# Exercise requirements:
Report each line of the data that contains the string "light".

Entries taken from a collection
════════

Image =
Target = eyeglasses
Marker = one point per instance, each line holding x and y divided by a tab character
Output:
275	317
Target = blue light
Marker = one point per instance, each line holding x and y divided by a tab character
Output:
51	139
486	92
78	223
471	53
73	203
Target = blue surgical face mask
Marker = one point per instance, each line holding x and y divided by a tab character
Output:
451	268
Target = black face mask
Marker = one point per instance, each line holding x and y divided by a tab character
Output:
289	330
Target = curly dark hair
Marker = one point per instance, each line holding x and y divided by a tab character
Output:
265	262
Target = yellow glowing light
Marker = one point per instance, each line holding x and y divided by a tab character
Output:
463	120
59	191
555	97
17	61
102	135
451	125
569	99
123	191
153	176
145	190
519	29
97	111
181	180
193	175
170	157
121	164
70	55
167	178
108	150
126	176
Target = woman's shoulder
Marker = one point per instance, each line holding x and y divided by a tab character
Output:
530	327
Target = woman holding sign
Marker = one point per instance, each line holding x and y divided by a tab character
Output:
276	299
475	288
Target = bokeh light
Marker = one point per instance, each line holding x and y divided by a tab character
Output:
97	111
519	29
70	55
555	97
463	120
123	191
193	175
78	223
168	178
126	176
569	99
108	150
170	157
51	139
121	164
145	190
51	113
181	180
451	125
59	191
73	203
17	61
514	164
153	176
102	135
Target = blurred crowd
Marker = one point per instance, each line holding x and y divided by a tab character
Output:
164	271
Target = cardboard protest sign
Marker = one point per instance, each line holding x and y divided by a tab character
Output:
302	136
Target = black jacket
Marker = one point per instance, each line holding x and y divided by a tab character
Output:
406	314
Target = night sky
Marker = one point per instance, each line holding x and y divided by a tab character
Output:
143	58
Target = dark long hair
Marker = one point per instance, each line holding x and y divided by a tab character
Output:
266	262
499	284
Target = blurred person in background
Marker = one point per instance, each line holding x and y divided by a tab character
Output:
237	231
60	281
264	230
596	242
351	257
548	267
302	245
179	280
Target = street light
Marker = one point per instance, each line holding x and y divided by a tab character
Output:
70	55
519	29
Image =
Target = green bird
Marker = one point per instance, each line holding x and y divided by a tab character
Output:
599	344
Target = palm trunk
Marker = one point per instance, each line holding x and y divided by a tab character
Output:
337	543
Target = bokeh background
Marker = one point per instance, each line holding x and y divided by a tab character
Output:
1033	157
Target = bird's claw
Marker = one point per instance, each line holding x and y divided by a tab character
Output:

════════

# Exercise solution:
Target = blue light
Target = yellow glowing light
Target = bokeh light
Target = street light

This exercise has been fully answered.